Task requirements: Rewrite the impaired-driving text from "Examples of common" to "you feel intoxicated.", substituting "large equipment" for "heavy machinery".

Passage for review:

☆ ☆ ☆ ☆ ☆

Whether you’re enjoying the day at a local park or driving away from home, make sure you don’t drive while impaired.
With the recent legalization of marijuana/cannabis sales in New Jersey, the NJ Poison Control Center reminds drivers that drugs and legal substances can make driving dangerous.
“Many everyday products and substances cause serious side effects, which make drivers feel different when behind the wheel,” said Diane Calello, executive and medical director of the New Jersey Poison Control Center.
“Regardless of whether a product is sold legally or illegally, impaired driving is illegal in New Jersey and nationwide,” Calello said.
“Alcohol consumption is well known to affect a person’s ability to drive, however, alcohol is not the only legal substance known to cause dangerous driving.”
Typically, when people hear the phrase “driving under the influence,” they think of alcohol and drunk driving.
However, many products significantly increase the risk of driving under the influence – prescription drugs, over-the-counter drugs, recreational drugs, illegal/street drugs, and medicinal and recreational THC/marijuana.
“All drugs and substances have health effects that can range from minor to serious,” Calello said.
Some products can cause extreme drowsiness, loss of concentration or attention, decreased coordination, blurred vision, and slow reaction times, making driving dangerous.
Examples of common prescription and over-the-counter medications that can cause impaired driving are anticonvulsants, sleeping pills, muscle relaxants, antidiarrheals, antianxiety medications, antidepressants, painkillers, antiallergics, antipsychotics, cough and cold, diet pills and motion sickness medication.
“Pay attention to the warning label on the products you take. If a product has a side effect that makes driving dangerous, there’s a ‘do not operate heavy machinery’ warning on the product,” Calello said.
To be clear, your personal vehicle is most definitely considered heavy machinery.
If a drug, medication or substance makes you feel different, you can bet it will make you drive differently. Stay off the roads if you feel intoxicated.
Many lives, including yours, depend on it.

☆ ☆ ☆ ☆ ☆

Dataset excerpts:
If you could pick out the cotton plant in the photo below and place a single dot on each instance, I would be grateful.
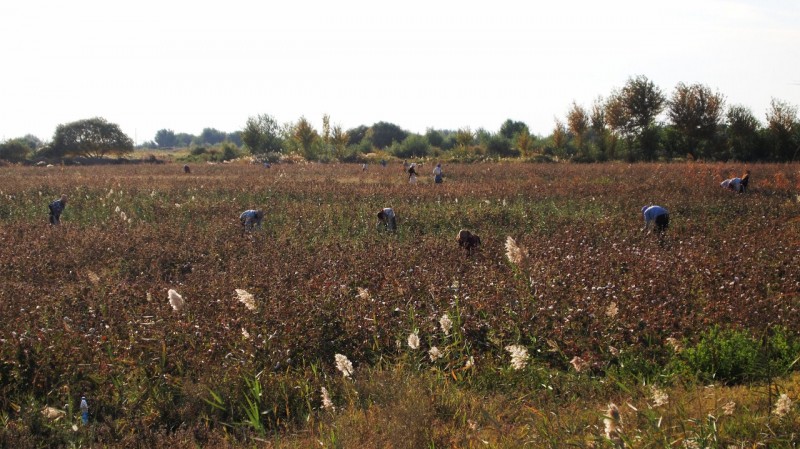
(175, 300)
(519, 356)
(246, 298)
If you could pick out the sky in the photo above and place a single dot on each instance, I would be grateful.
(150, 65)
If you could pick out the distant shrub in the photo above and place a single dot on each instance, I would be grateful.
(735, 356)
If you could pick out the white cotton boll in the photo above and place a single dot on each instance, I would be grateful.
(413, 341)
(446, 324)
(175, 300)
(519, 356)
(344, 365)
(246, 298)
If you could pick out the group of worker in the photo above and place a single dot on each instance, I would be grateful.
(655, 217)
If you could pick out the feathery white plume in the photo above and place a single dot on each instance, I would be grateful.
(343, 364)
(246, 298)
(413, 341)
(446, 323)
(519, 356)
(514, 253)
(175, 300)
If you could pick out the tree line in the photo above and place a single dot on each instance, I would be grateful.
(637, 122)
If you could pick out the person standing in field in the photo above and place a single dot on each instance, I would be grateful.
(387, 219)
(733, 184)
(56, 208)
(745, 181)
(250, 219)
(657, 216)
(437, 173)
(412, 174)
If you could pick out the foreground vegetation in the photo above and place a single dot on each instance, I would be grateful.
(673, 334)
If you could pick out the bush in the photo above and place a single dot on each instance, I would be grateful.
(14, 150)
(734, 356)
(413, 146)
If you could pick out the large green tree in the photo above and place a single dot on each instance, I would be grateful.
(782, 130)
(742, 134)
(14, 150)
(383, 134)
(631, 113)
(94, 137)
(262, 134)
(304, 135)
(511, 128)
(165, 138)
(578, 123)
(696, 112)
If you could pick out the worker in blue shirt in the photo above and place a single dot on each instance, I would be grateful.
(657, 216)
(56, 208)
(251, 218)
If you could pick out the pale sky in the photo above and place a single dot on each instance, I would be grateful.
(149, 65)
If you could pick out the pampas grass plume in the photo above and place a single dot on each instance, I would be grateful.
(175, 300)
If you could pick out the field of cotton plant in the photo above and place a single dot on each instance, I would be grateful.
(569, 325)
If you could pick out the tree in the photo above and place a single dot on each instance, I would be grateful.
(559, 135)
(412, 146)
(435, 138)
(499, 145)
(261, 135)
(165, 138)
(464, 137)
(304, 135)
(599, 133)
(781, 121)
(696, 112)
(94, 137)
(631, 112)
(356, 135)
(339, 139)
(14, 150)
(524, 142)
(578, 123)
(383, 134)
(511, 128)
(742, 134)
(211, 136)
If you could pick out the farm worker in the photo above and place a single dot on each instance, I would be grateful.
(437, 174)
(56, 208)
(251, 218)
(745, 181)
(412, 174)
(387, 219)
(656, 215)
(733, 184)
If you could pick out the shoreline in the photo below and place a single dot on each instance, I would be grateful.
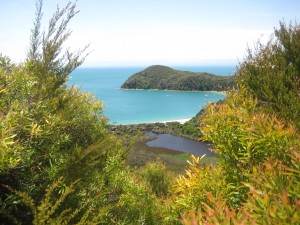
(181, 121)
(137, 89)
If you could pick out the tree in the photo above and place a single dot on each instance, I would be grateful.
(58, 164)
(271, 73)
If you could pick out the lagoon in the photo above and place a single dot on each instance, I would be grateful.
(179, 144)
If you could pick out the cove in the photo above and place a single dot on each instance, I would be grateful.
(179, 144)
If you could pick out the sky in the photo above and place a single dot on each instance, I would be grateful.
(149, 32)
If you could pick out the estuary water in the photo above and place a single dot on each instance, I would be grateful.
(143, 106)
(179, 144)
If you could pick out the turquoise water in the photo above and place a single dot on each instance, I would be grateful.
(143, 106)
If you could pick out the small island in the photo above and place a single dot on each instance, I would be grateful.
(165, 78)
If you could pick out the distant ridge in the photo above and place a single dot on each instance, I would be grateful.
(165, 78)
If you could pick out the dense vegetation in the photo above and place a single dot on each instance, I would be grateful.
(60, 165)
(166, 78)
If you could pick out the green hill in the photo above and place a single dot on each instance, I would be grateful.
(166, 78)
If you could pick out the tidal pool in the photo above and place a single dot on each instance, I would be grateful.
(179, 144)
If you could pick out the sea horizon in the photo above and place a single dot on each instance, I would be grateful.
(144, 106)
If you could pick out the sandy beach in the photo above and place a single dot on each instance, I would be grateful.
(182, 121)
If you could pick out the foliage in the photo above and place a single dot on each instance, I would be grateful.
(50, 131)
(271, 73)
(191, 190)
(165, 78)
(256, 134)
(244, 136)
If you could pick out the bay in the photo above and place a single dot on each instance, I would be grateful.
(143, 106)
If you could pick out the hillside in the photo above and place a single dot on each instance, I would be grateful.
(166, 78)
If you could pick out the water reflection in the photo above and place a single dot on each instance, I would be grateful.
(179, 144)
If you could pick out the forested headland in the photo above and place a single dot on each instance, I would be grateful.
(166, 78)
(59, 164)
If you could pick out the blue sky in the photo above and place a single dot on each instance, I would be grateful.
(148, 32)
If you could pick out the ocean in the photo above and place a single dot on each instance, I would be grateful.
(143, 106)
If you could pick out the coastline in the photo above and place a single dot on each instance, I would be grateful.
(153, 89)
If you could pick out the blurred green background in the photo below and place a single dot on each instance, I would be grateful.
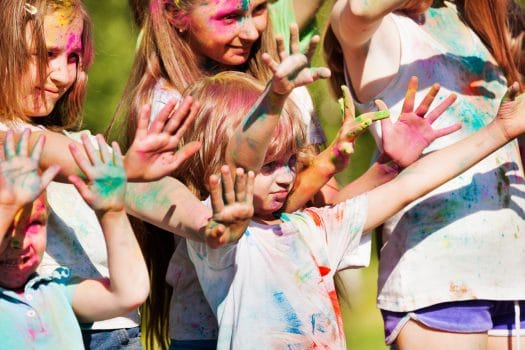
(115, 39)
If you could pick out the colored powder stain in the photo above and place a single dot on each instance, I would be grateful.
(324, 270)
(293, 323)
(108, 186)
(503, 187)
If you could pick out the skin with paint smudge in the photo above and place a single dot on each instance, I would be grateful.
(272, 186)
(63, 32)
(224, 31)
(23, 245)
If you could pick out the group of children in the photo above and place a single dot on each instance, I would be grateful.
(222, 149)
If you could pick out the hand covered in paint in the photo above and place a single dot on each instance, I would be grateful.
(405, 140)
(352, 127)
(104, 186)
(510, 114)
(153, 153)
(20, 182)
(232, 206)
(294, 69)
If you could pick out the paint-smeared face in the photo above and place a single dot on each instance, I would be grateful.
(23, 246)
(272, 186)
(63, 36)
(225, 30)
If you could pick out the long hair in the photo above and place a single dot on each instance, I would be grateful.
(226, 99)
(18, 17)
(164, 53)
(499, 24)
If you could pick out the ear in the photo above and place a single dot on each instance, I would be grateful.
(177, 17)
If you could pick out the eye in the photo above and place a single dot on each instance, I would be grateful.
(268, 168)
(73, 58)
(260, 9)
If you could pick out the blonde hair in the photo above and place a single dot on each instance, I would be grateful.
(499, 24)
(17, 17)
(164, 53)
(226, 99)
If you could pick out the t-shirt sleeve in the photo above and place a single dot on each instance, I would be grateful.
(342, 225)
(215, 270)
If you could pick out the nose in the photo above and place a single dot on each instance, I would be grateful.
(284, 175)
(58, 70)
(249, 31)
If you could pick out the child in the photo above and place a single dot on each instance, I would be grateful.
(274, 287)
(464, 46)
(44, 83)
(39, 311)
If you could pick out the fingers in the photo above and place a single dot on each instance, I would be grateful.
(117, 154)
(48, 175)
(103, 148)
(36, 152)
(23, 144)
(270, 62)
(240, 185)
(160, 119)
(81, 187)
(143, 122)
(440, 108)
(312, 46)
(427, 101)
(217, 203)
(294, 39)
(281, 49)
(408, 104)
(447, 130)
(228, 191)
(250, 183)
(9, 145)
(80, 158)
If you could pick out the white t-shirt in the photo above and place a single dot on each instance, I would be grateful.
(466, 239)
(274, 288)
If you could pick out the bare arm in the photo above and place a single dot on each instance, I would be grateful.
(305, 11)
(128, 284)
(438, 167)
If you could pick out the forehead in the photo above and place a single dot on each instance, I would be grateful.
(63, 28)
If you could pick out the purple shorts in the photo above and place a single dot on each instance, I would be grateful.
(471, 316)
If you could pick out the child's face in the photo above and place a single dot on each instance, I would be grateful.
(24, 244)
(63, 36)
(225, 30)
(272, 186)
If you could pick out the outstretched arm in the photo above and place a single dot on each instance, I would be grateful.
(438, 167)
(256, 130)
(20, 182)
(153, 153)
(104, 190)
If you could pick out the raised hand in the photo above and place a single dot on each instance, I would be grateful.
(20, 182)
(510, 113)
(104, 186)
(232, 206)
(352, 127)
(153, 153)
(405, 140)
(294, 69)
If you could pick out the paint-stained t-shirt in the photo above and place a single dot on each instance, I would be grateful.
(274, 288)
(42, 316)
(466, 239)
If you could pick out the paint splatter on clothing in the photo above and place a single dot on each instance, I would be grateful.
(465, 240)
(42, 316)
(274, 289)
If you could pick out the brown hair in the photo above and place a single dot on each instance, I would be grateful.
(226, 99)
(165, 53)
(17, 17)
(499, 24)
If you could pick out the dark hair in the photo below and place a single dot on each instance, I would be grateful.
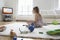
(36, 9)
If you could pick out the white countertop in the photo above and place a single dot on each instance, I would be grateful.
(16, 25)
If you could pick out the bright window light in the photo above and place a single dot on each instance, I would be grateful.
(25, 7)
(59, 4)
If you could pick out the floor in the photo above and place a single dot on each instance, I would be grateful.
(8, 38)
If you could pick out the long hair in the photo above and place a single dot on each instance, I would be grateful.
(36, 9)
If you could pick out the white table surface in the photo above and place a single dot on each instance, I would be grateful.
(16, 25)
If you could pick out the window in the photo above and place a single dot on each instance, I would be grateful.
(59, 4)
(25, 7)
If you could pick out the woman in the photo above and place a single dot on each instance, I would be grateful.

☆ ☆ ☆ ☆ ☆

Written solution:
Examples of common prescription and over-the-counter medications that can cause impaired driving are anticonvulsants, sleeping pills, muscle relaxants, antidiarrheals, antianxiety medications, antidepressants, painkillers, antiallergics, antipsychotics, cough and cold, diet pills and motion sickness medication.
“Pay attention to the warning label on the products you take. If a product has a side effect that makes driving dangerous, there’s a ‘do not operate large equipment’ warning on the product,” Calello said.
To be clear, your personal vehicle is most definitely considered large equipment.
If a drug, medication or substance makes you feel different, you can bet it will make you drive differently. Stay off the roads if you feel intoxicated.